(Source records)
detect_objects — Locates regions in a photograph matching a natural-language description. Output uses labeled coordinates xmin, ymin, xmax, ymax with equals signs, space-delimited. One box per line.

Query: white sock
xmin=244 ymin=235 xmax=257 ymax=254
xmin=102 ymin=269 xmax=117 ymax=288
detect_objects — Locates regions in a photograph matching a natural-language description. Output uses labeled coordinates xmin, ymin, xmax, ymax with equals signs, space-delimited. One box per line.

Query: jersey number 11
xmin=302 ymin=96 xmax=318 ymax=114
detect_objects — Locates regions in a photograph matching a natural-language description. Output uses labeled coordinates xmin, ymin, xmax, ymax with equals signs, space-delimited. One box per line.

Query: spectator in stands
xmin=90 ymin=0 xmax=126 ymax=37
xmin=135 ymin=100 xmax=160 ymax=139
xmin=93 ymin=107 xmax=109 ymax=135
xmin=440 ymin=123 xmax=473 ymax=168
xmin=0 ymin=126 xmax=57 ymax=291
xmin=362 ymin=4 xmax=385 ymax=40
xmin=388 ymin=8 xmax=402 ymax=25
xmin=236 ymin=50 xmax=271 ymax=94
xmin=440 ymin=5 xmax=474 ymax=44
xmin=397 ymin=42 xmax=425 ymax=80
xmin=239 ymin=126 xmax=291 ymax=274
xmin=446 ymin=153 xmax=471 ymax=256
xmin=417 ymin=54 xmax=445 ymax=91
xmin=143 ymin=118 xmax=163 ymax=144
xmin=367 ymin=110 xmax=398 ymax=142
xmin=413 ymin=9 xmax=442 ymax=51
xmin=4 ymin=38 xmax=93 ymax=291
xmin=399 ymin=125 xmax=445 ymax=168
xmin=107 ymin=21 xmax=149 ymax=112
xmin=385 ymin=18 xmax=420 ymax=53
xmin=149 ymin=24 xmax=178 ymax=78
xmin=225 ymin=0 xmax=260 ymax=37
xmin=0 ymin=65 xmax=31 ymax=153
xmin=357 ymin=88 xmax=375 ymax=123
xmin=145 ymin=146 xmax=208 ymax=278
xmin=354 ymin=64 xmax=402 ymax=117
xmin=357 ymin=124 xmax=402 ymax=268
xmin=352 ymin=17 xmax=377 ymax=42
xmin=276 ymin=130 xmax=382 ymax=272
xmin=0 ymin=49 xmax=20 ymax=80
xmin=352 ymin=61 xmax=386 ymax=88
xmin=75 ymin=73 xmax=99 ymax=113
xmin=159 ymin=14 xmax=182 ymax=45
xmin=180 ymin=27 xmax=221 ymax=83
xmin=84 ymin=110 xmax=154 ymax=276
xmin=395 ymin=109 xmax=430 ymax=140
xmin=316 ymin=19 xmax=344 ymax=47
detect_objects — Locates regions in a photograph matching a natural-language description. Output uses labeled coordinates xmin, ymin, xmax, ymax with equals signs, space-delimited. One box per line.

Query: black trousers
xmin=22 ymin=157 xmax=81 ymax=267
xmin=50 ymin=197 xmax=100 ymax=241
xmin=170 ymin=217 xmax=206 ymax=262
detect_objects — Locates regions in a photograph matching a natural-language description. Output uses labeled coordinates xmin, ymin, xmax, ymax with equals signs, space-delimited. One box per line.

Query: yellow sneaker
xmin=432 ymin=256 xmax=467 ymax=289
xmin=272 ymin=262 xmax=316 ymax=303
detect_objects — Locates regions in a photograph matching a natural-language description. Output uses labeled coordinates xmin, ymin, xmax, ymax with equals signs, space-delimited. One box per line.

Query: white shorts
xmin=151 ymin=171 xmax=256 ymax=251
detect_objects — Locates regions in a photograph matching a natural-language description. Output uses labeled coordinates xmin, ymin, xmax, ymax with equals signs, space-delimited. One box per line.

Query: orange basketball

# WHAT THE EXERCISE ASKS
Write out all of the records exactly as they stand above.

# RESPONSE BELOW
detect_objects — Locates regions in a photograph matching a natural-language description. Output uses labeled coordinates xmin, ymin, xmax, ymax with equals signs, space-delimited. One box per line.

Query: white sock
xmin=244 ymin=235 xmax=257 ymax=254
xmin=102 ymin=269 xmax=117 ymax=288
detect_objects — Locates regions in a photograph matching a natural-language description. Output uses labeled coordinates xmin, ymin, xmax, ymax with equals signs, space-delimited. One box per line.

Query: jersey number 11
xmin=302 ymin=96 xmax=318 ymax=114
detect_objects — Locates regions in a photograph matching a natural-language description. Output uses labeled coordinates xmin, ymin, xmax, ymax with equals signs, space-delimited. One box per line.

Query: spectator in stands
xmin=90 ymin=0 xmax=126 ymax=37
xmin=135 ymin=100 xmax=160 ymax=139
xmin=93 ymin=107 xmax=109 ymax=135
xmin=440 ymin=123 xmax=473 ymax=168
xmin=0 ymin=126 xmax=57 ymax=291
xmin=362 ymin=4 xmax=385 ymax=40
xmin=388 ymin=8 xmax=402 ymax=25
xmin=236 ymin=50 xmax=271 ymax=94
xmin=440 ymin=5 xmax=474 ymax=44
xmin=397 ymin=42 xmax=425 ymax=80
xmin=239 ymin=126 xmax=291 ymax=274
xmin=446 ymin=153 xmax=471 ymax=256
xmin=417 ymin=54 xmax=445 ymax=91
xmin=143 ymin=118 xmax=163 ymax=144
xmin=367 ymin=110 xmax=398 ymax=142
xmin=413 ymin=9 xmax=442 ymax=51
xmin=4 ymin=38 xmax=93 ymax=291
xmin=399 ymin=125 xmax=445 ymax=168
xmin=107 ymin=21 xmax=149 ymax=112
xmin=385 ymin=18 xmax=420 ymax=53
xmin=149 ymin=24 xmax=178 ymax=78
xmin=225 ymin=0 xmax=260 ymax=37
xmin=0 ymin=65 xmax=31 ymax=153
xmin=357 ymin=88 xmax=375 ymax=123
xmin=145 ymin=146 xmax=208 ymax=278
xmin=354 ymin=64 xmax=402 ymax=117
xmin=357 ymin=124 xmax=402 ymax=268
xmin=352 ymin=17 xmax=377 ymax=42
xmin=276 ymin=130 xmax=382 ymax=272
xmin=0 ymin=49 xmax=20 ymax=80
xmin=352 ymin=61 xmax=386 ymax=88
xmin=75 ymin=73 xmax=99 ymax=113
xmin=159 ymin=14 xmax=182 ymax=45
xmin=180 ymin=27 xmax=221 ymax=83
xmin=84 ymin=110 xmax=154 ymax=276
xmin=395 ymin=109 xmax=430 ymax=140
xmin=316 ymin=19 xmax=344 ymax=47
detect_objects — Locates regions in a photograph matching a natural-language description. Output uses labeled coordinates xmin, ymin, xmax, ymax with equals signs, space-delimited. One box per line.

Query: black trousers
xmin=22 ymin=157 xmax=81 ymax=267
xmin=50 ymin=197 xmax=100 ymax=241
xmin=170 ymin=217 xmax=206 ymax=262
detect_objects — Locates regions in a photograph matching a natural-language description. Output uses labeled coordinates xmin, ymin, xmax, ymax with equals signs, space-delimited. One box per line.

Query: yellow sneaker
xmin=432 ymin=256 xmax=467 ymax=289
xmin=272 ymin=262 xmax=316 ymax=303
detect_objects — Locates regions in a photograph matching a natural-language description. Output uses labeled coordinates xmin, ymin, xmax, ymax with equals signs, space-delimited. One box per line.

Query: white shorts
xmin=151 ymin=171 xmax=256 ymax=251
detect_objects — Locates regions in a photograph matching a natural-language description. Output uses labeled coordinates xmin, ymin, xmax, ymax with equals signs, space-delimited. One box per line.

Query: orange basketball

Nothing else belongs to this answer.